- _How to complete this task_: Below are some records. Return exactly the lines from the one containing "[locate] the tree (one" through the one containing "[locate] the metal pole", both included, and only those.

- _Records for the exercise_:
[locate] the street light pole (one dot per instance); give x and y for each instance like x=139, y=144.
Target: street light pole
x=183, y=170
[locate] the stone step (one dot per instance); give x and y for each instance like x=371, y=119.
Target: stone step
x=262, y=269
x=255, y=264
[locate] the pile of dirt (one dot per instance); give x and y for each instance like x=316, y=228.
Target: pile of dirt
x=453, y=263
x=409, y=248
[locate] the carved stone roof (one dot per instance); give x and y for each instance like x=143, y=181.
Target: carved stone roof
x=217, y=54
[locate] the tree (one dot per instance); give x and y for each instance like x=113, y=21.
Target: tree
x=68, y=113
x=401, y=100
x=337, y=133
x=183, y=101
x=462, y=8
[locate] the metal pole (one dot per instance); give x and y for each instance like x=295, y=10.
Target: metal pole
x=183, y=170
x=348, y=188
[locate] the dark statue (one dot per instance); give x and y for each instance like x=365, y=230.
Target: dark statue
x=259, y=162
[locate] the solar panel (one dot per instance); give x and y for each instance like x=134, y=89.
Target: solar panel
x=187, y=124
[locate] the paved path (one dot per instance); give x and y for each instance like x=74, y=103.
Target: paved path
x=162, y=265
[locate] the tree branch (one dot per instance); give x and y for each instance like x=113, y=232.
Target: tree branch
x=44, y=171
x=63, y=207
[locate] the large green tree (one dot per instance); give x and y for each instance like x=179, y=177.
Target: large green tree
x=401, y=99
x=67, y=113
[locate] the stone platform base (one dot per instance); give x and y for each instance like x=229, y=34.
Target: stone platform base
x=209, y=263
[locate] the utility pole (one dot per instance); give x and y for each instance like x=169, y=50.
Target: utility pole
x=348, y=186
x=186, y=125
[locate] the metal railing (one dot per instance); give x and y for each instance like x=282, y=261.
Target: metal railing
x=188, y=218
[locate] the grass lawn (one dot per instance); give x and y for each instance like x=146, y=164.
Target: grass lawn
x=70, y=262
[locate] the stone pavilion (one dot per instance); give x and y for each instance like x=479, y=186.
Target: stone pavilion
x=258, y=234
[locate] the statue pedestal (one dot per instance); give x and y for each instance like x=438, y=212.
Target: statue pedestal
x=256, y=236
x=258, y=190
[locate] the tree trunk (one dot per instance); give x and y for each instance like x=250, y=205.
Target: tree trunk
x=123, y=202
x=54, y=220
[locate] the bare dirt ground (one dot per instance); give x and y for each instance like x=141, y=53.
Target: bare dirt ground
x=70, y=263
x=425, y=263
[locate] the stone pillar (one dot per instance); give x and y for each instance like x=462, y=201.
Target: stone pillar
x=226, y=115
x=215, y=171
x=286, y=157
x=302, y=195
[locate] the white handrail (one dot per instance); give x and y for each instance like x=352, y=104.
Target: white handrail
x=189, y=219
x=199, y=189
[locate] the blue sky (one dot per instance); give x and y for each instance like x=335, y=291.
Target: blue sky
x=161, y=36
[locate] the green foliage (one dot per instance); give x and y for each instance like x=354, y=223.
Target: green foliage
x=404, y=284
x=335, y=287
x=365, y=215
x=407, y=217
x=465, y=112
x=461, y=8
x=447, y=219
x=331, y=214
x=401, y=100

- _Problem solution_:
[locate] the tree (one dot per instance); give x and y for each instance like x=113, y=21.
Target: tree
x=68, y=113
x=401, y=100
x=337, y=133
x=183, y=101
x=462, y=8
[locate] the metal pole (one dot per instance); give x and y for each instance like x=295, y=10.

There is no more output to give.